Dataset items
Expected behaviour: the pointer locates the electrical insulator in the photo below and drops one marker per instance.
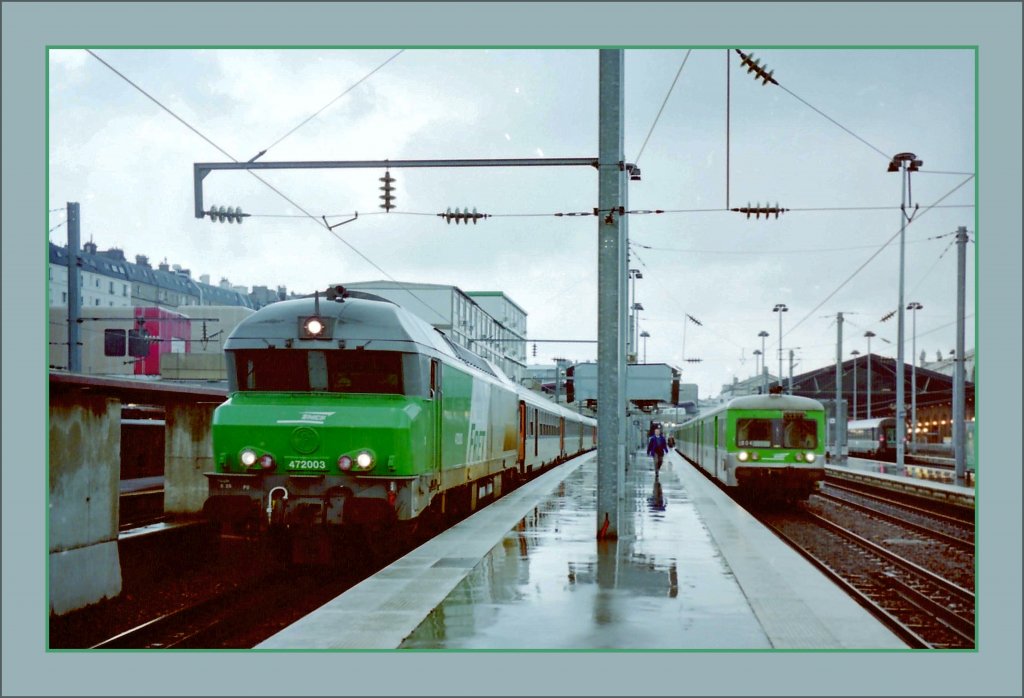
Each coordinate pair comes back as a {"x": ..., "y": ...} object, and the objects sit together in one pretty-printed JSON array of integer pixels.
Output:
[
  {"x": 758, "y": 210},
  {"x": 754, "y": 66},
  {"x": 218, "y": 214},
  {"x": 387, "y": 197},
  {"x": 462, "y": 216}
]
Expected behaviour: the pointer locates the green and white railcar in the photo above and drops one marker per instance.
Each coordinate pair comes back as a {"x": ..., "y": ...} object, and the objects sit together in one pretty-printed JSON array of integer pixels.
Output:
[
  {"x": 347, "y": 408},
  {"x": 767, "y": 445}
]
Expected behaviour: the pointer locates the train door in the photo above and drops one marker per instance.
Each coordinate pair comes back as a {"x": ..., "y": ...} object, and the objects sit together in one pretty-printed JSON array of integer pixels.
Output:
[
  {"x": 537, "y": 430},
  {"x": 715, "y": 457},
  {"x": 435, "y": 395}
]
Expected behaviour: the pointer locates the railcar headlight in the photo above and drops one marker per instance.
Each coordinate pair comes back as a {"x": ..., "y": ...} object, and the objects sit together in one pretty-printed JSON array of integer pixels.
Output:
[{"x": 365, "y": 461}]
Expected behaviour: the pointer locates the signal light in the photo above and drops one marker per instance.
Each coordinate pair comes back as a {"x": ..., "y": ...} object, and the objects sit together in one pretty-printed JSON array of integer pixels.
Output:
[
  {"x": 388, "y": 197},
  {"x": 218, "y": 214}
]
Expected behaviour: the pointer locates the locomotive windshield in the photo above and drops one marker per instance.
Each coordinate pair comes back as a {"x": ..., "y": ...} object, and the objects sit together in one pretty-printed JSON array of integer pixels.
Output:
[
  {"x": 795, "y": 432},
  {"x": 333, "y": 372}
]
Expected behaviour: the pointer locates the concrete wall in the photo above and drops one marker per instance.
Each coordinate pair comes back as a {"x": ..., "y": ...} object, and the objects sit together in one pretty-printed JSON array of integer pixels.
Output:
[
  {"x": 84, "y": 472},
  {"x": 187, "y": 453}
]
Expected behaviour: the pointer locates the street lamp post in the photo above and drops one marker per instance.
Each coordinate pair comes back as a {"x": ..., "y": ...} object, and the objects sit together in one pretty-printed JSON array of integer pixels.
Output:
[
  {"x": 855, "y": 354},
  {"x": 764, "y": 374},
  {"x": 904, "y": 163},
  {"x": 914, "y": 307},
  {"x": 779, "y": 308},
  {"x": 868, "y": 335}
]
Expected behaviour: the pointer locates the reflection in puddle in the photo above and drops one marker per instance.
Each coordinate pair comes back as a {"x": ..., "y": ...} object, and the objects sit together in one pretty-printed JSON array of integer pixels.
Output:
[{"x": 551, "y": 583}]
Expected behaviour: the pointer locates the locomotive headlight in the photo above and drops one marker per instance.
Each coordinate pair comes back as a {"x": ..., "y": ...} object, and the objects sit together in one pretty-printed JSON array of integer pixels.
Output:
[{"x": 314, "y": 326}]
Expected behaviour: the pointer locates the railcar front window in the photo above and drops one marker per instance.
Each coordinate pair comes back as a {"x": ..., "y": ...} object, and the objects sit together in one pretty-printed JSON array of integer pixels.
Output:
[{"x": 800, "y": 434}]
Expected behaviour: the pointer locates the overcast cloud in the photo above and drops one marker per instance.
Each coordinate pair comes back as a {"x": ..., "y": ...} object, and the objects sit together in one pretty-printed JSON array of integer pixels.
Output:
[{"x": 129, "y": 164}]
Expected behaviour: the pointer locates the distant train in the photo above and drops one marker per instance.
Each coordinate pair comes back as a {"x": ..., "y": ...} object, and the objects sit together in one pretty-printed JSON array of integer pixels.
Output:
[
  {"x": 761, "y": 446},
  {"x": 346, "y": 408},
  {"x": 875, "y": 438}
]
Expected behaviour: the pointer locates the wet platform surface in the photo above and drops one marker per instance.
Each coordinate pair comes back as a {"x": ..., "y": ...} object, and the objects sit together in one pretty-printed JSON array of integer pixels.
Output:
[
  {"x": 690, "y": 570},
  {"x": 550, "y": 584}
]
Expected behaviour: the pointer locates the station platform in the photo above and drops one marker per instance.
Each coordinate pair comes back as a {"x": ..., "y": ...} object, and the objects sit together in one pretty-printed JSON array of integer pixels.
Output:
[{"x": 690, "y": 570}]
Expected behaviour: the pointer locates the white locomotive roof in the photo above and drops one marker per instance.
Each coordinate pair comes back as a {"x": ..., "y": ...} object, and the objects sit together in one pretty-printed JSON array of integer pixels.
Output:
[{"x": 373, "y": 324}]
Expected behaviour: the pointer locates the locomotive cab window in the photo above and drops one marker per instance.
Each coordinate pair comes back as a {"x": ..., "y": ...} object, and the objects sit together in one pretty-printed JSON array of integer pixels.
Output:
[
  {"x": 754, "y": 433},
  {"x": 800, "y": 433},
  {"x": 335, "y": 372}
]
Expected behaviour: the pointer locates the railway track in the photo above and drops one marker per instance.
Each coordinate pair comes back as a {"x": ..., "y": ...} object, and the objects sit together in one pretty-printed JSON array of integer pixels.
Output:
[
  {"x": 955, "y": 529},
  {"x": 225, "y": 620},
  {"x": 924, "y": 608}
]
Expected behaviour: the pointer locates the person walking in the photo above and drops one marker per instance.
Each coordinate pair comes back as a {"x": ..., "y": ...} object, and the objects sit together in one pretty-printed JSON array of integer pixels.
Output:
[{"x": 656, "y": 448}]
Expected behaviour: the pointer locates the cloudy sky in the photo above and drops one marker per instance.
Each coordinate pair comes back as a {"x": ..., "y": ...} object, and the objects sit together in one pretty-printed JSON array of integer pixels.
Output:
[{"x": 818, "y": 144}]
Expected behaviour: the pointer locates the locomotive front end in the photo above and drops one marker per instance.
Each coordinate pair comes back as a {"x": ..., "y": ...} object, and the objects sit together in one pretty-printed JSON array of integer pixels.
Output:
[
  {"x": 329, "y": 422},
  {"x": 777, "y": 446}
]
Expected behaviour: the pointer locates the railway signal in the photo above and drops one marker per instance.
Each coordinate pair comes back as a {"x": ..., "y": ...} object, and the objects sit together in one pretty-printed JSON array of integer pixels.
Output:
[
  {"x": 462, "y": 216},
  {"x": 230, "y": 214},
  {"x": 388, "y": 197}
]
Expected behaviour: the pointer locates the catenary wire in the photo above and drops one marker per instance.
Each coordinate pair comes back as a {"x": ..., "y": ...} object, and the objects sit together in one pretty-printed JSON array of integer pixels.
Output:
[
  {"x": 273, "y": 188},
  {"x": 636, "y": 161},
  {"x": 323, "y": 108}
]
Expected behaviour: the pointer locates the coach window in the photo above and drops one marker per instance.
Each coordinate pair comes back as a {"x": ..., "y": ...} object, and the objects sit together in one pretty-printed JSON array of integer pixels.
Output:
[{"x": 434, "y": 377}]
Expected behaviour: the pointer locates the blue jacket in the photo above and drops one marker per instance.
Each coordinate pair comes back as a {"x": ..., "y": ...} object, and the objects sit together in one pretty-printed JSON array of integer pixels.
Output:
[{"x": 656, "y": 445}]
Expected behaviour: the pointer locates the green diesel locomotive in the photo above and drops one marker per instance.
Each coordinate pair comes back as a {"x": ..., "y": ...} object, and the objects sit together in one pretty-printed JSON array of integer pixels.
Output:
[
  {"x": 346, "y": 408},
  {"x": 763, "y": 446}
]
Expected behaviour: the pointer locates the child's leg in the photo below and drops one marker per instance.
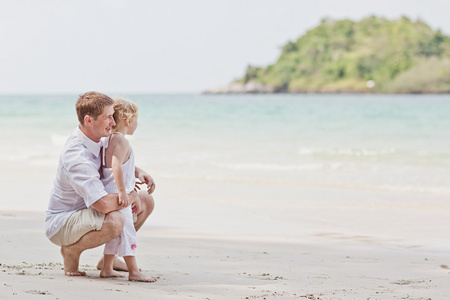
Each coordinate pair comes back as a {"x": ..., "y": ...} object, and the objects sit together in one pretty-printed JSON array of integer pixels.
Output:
[
  {"x": 107, "y": 270},
  {"x": 135, "y": 274}
]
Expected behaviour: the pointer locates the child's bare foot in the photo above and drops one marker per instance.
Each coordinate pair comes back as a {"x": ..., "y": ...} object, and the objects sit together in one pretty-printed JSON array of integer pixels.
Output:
[
  {"x": 118, "y": 265},
  {"x": 71, "y": 259},
  {"x": 110, "y": 273},
  {"x": 138, "y": 276}
]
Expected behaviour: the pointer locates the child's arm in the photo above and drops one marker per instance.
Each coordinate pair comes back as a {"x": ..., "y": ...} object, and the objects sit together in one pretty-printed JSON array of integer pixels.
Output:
[{"x": 119, "y": 156}]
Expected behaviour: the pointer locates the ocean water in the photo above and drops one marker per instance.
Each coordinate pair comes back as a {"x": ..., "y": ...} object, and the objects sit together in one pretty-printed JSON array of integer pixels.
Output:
[
  {"x": 335, "y": 166},
  {"x": 376, "y": 142}
]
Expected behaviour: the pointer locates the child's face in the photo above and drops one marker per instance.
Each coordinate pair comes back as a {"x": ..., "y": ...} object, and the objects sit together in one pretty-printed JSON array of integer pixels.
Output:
[{"x": 132, "y": 125}]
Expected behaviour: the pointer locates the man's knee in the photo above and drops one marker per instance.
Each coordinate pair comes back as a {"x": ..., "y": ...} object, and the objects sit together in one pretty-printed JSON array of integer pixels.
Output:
[{"x": 113, "y": 223}]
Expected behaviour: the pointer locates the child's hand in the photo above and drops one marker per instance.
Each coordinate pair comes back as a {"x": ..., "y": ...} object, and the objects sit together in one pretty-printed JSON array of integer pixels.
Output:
[{"x": 123, "y": 199}]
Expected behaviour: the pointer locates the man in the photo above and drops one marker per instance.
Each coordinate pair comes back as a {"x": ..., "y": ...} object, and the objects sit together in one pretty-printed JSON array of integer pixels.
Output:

▶ [PROBLEM TO SOLVE]:
Look over the entries above. Copy every line that contains the word "platform".

▶ [ANSWER SPACE]:
Expected behaviour: the pointer locates the wet platform surface in the photo above and drops one marker per instance.
Expected behaviour: the pointer locates the station platform in the photo above and drops one marker per instance.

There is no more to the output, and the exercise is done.